Text:
--------
Ein Interview mit Swetlana Simonova, Dozentin für orientalische Tänze in Wien

Vor Kurzem wurden im Kulturzentrum der Österreichisch-Tadschikischen Kulturgemeinde (ÖTK) regelmäßig Kurse für tadschikischen Tanz ins Leben gerufen. In diesem Zusammenhang führten wir ein Gespräch mit der Tanzpädagogin Swetlana Simonova – einer renommierten Tänzerin, Choreografin und Lehrerin. Ziel des Interviews ist es, sowohl die Lehrerin selbst als auch die Philosophie und Bedeutung des tadschikischen Tanzes vorzustellen.

Im Interview berichtet Frau Simonova von ihrem persönlichen Weg, der Verbindung zum berühmten Ensemble „Lola“, ihrer Liebe zur östlichen Kultur sowie ihren Zielen und Träumen.

Hier das vollständige Gespräch:

ÖTK: Guten Tag, Swetlana! Erzählen Sie uns bitte von sich. Wie haben Sie den Weg zum Tanz gefunden?

Swetlana Simonova: Mein Weg in die Welt des Tanzes begann im Alter von 9 Jahren an einer Ballettschule. Mit 14 Jahren trat ich dem halbprofessionellen Ensemble „Altaische Morgenröte“ bei, wo wir Tänze verschiedener Völker der Welt aufführten. Im Frühling 1965 kam es zu einem entscheidenden Wendepunkt in meinem Leben: Eine Delegation der Staatlichen Philharmonie Tadschikistans besuchte unsere Stadt. Unter den Künstlern war auch die berühmte Tänzerin Sharofat Rashidova. Besonders ihr Tanz „Die Schlange“ hat mich tief beeindruckt. Ich hatte die Möglichkeit, hinter die Bühne zu gehen und sie persönlich kennenzulernen. Diese Begegnung veränderte mein Leben. Sie sagte mit erstaunlicher Einfachheit: „Wenn du tadschikischen Tanz lernen willst, helfe ich dir.“ Zu dieser Zeit wurde gerade das neue Ensemble „Lola“ gegründet, und sie versprach, mich nach Tadschikistan einzuladen.

ÖTK: Wie begann Ihre Arbeit im Ensemble „Lola“? Und was bedeutete es für Sie, mit dem berühmten Ghaffor Valamatzoda zusammenzuarbeiten?

Swetlana Simonova: Drei bis vier Monate später erhielt ich die offizielle Einladung. Mit 16 Jahren flog ich nach Duschanbe. Sharofat holte mich ab, und ich wohnte zunächst in ihrer Familie, bis ich eine eigene Unterkunft fand, ganz in der Nähe des Grünen Theaters, wo wir arbeiteten. Die tadschikische Gastfreundschaft war für mich eine weitere Motivation, in Tadschikistan zu bleiben.

Der Leiter des Ensembles, Ghaffor Valamatzoda, empfing mich mit großer Herzlichkeit. Er vermittelte mir vieles: wie man die tiefere Bedeutung des tadschikischen Tanzes versteht, wie man den orientalischen Geist verkörpert. Diese Lehrer prägten meine Liebe zum orientalischen Tanz nachhaltig – aber der tadschikische Tanz blieb mir stets der tiefste und vertrauteste.
--------
Aufgaben:
a - Beantworte anhand des Interviews diese Fragen:
(i) In welchem Alter begann Swetlana Simonova an einer Ballettschule?
(ii) Welcher Tanz von Sharofat Rashidova beeindruckte sie besonders?
(iii) Wo lag ihre eigene Unterkunft in Duschanbe?
b - Stimmen diese Aussagen mit dem Interview überein? Antworte jeweils mit Ja oder Nein und zitiere die entscheidenden Worte.
(i) Im Frühling 1965 besuchte eine Delegation der Staatlichen Philharmonie Tadschikistans Simonovas Stadt.
(ii) Simonova flog mit 18 Jahren nach Duschanbe.
(iii) Ghaffor Valamatzoda leitete das Ensemble.
Diese Daten braucht man für die Aufgaben nicht.

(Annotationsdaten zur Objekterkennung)
--------
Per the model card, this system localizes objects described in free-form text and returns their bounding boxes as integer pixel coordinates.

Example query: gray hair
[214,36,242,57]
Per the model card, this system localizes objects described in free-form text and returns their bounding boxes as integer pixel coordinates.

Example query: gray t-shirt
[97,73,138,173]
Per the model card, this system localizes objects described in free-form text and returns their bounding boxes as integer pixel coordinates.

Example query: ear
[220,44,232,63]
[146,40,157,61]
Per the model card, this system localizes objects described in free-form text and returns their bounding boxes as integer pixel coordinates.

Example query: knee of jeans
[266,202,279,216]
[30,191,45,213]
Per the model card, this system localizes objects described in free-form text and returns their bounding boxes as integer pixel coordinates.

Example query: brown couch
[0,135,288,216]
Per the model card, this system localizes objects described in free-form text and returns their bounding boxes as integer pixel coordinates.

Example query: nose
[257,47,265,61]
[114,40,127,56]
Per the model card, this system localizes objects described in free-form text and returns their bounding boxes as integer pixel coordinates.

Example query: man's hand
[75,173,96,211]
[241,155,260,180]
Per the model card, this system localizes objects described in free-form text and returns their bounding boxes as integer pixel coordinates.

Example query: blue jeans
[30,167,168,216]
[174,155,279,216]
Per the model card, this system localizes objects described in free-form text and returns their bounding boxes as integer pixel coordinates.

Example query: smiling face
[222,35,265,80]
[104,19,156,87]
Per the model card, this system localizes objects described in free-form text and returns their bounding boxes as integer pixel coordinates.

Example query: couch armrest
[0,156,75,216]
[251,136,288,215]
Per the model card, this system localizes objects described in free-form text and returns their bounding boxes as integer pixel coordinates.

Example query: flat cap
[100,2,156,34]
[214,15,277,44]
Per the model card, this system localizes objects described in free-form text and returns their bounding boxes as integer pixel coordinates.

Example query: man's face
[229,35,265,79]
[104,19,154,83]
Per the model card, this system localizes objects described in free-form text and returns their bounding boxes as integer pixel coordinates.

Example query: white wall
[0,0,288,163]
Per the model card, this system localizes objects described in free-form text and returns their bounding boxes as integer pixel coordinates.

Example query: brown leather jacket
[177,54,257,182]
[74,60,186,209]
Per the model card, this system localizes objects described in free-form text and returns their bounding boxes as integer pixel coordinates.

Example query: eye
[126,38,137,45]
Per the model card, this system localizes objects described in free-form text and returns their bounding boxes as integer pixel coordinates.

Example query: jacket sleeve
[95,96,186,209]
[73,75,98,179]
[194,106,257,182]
--------
Lösungen:
a -
(i) Mit 9 Jahren.
(ii) Der Tanz „Die Schlange“.
(iii) Ganz in der Nähe des Grünen Theaters.

b -
(i) Ja: „Im Frühling 1965 kam es zu einem entscheidenden Wendepunkt in meinem Leben: Eine Delegation der Staatlichen Philharmonie Tadschikistans besuchte unsere Stadt.“
(ii) Nein: „Mit 16 Jahren flog ich nach Duschanbe.“
(iii) Ja: „Der Leiter des Ensembles, Ghaffor Valamatzoda, empfing mich mit großer Herzlichkeit.“